▶ [Reading text]:
+ + + + + + +

Tom has a soft-spoken low key presentation style. Don't let that deter you from absorbing some of the most relevant business and customer service advice available. I hope all retailers heed his words.
Here follows my take on his presentation.
+ Product won't sufficiently differentiate you from your competition. "Your staff is the only truly unique offering that your company has to sell." The way you sell, install and follow-up are true differentiators. Only by delivering a superior service experience can your store distinguish itself from competitors. "Each store's staff collectively make up its 'fingerprints'." [Isn't that a great image?] No two are alike, but together they create a significant differentiator assuming they all cooperate. "What is your store's unique selling proposition? If not service or installation, you are vulnerable. Product or price are not sufficient."
Were you aware of the following? According to research from WFCA, consumers now shop fewer than 2 stores -- compared to 3.5 stores 10 years ago and 5 stores 20 years ago. Consumers actively use the Internet to explore options ahead of time. If a consumer walks through your store doors, she has essentially pre-selected you. Are you ready?
+ Carpet and flooring aren't completely sold until they are installed in the consumer's home. [In fact, Kim Gavin in her 11/5/2007 FCW editorial titled "The solution: Take responsibility" says "Manufacturers, distributors and retailers all think they are in the floor covering business. Wrong. They sell floors and until it get installed properly, it isn't worth a thing."] So why does installation gets relegated to areas farthest from the selling floor? In the sales process, it is treated as an after-thought. What a mistake! Installation is an opportunity. It represents a service experience -- bundled with product -- and major differentiator! What is your attitude regarding installation and service? Your attitude will affect your team's attitude. If you don't project a strong appreciation for both, no one else will.
+ Don't ever become complacent with your service experience. Know that you will always receive the results that you are willing to accept. What are you willing to accept? Can you do better? Can you expect more? Can you improve your systems, provide better training, or anticipate for the future? Jennings urges to "Inspect what you expect." Have high standards.
+ To be in control, take control. Quality is never an accident: it is planned for. Great companies never expect their staff members to self train. Do you test for knowledge or simply accept someone's word? What are you new installation procedures? How do you inculcate knowledge? Slow down and get it right the first time. Reward improved performance: good attitudes are contagious. Pass on compliments; say thank you for doing something right. Focus on what matters to customers.
+ Sales is a relay race. It starts with the salesperson, then moves on to measurement and installation. Everyone [i.e., each collective fingerprint] plays a role in ensuring that the exchange or hand off takes place smoothly. If one handoff fails, the whole experience breaks apart.
+ Do you tell customers what you do well? Forget about telling them that you match the competition. What is unique about you, your staff members and your experience? Does your staff know? Marketing -- everything you do via your store, salespeople and how they sell, brochures, website, installation experience -- matters in delivering a consistent experience every time. Customers will pay for peace of mind. They are allowing you [and your installation crew] into their house. Don't you think they want to count on and trust that all will go as expected?
+ Customers will pay to have something done their way. Specialized installation services cost more, but return more. Customization is a point of differentiation. Are you prepared? Do you have vignettes that demonstrate your capabilities? You had better. More often than not, installation related services will generate more than the goods themselves. Product is not enough and if you look at other industries [e.g., Jiffy Lube grew out of customer dissatisfaction with the experience car dealerships offered for oil changes], any time consumers aren't able to build relationships, they go elsewhere. Think where the loyalties lie - with with the person you can trust. So, be that person. Offer great experiences and build customer loyalty. That loyalty leads to repeat orders which are more profitable than initial orders. People will talk. What are they saying about you?

+ + + + + + +

▶ [Records supplied]:
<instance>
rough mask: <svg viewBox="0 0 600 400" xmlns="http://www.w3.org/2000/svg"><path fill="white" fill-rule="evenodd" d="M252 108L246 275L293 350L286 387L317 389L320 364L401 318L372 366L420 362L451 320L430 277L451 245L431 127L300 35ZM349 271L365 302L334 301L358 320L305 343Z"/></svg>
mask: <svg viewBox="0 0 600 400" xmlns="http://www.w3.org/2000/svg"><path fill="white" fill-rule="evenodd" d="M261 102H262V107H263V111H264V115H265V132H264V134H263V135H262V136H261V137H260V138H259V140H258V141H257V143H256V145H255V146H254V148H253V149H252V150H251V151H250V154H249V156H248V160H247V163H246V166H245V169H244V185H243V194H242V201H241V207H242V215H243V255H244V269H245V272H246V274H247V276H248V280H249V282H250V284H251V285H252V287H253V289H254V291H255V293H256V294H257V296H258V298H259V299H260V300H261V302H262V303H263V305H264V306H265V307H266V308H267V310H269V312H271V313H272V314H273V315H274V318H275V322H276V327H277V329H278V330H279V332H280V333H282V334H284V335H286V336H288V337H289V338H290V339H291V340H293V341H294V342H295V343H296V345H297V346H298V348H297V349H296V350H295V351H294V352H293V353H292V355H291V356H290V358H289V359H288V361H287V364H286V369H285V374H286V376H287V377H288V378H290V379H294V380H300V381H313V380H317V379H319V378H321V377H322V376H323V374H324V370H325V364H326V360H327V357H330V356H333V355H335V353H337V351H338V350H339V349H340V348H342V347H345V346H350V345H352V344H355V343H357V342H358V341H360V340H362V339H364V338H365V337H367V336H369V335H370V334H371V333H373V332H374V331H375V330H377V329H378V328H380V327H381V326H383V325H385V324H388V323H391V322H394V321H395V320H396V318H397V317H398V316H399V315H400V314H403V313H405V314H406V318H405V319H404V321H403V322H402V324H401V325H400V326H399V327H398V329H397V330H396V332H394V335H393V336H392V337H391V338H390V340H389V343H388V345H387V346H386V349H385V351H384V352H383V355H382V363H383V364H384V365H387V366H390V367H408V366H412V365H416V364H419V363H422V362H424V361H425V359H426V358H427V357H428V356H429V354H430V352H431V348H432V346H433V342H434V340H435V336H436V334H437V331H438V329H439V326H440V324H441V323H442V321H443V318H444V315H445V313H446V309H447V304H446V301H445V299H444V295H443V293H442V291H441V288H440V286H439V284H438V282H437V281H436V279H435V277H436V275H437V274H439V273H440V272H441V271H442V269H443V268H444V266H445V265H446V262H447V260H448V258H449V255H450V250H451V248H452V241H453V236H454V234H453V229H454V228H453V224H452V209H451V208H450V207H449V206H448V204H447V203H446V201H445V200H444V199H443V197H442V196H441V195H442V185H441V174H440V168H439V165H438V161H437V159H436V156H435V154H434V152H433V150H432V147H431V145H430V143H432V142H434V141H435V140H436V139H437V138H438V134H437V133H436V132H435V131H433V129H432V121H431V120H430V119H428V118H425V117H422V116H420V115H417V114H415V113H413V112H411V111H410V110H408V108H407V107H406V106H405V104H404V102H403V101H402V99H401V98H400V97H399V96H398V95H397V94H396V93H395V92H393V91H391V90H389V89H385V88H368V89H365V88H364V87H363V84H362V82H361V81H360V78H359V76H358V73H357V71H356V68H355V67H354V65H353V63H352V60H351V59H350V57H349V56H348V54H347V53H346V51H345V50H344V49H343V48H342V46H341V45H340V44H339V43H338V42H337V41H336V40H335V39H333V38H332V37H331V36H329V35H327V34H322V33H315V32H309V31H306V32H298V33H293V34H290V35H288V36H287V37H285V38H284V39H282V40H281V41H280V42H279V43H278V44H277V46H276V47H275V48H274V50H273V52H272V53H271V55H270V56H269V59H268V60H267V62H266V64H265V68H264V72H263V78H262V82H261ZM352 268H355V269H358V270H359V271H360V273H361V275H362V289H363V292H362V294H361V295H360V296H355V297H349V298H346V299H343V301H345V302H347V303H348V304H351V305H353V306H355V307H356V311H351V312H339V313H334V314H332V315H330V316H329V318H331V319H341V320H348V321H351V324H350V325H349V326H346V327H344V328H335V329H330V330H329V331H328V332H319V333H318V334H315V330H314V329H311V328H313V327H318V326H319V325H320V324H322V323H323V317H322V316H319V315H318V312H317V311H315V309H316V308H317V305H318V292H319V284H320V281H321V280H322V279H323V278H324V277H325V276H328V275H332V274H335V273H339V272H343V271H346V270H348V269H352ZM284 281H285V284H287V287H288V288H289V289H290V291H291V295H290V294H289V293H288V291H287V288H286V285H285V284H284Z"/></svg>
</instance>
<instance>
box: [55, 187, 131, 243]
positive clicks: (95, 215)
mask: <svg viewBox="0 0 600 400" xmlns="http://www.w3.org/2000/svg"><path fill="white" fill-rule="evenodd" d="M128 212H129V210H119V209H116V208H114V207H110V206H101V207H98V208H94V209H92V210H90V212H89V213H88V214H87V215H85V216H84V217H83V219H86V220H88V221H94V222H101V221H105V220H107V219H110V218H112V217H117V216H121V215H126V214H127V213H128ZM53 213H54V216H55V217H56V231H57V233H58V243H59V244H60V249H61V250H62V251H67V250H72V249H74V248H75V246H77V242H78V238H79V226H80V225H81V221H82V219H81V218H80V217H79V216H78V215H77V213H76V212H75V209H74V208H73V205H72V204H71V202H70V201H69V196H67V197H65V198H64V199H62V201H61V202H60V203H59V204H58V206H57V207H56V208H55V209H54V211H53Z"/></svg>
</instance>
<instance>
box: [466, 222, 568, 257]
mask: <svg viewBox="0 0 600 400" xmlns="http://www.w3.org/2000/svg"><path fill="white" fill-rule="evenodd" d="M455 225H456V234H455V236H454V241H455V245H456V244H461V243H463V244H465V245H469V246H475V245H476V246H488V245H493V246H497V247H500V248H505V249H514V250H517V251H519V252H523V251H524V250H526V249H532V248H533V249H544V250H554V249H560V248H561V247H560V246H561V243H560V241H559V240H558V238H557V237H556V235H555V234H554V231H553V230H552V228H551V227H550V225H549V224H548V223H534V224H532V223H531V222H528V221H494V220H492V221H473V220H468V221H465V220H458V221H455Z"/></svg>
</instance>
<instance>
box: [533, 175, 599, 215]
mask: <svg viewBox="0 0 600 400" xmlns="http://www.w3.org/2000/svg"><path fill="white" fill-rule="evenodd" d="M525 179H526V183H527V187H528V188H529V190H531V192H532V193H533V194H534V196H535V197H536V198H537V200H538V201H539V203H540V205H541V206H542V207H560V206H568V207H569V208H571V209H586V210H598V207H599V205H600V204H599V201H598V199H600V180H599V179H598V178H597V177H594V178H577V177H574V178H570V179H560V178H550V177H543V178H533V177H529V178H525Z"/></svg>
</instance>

+ + + + + + +

▶ [Questions on the material]:
A - According to the retail service article, how many stores did consumers shop 20 years ago?
B - Repeat a passage from the retail service article word for word, beginning at the words "Tom has a soft-spoken" and stopping after "heed his words.".
The entries play no role in this work.

▶ [Results]:
A - Consumers shopped 5 stores 20 years ago.

B -
Tom has a soft-spoken low key presentation style. Don't let that deter you from absorbing some of the most relevant business and customer service advice available. I hope all retailers heed his words.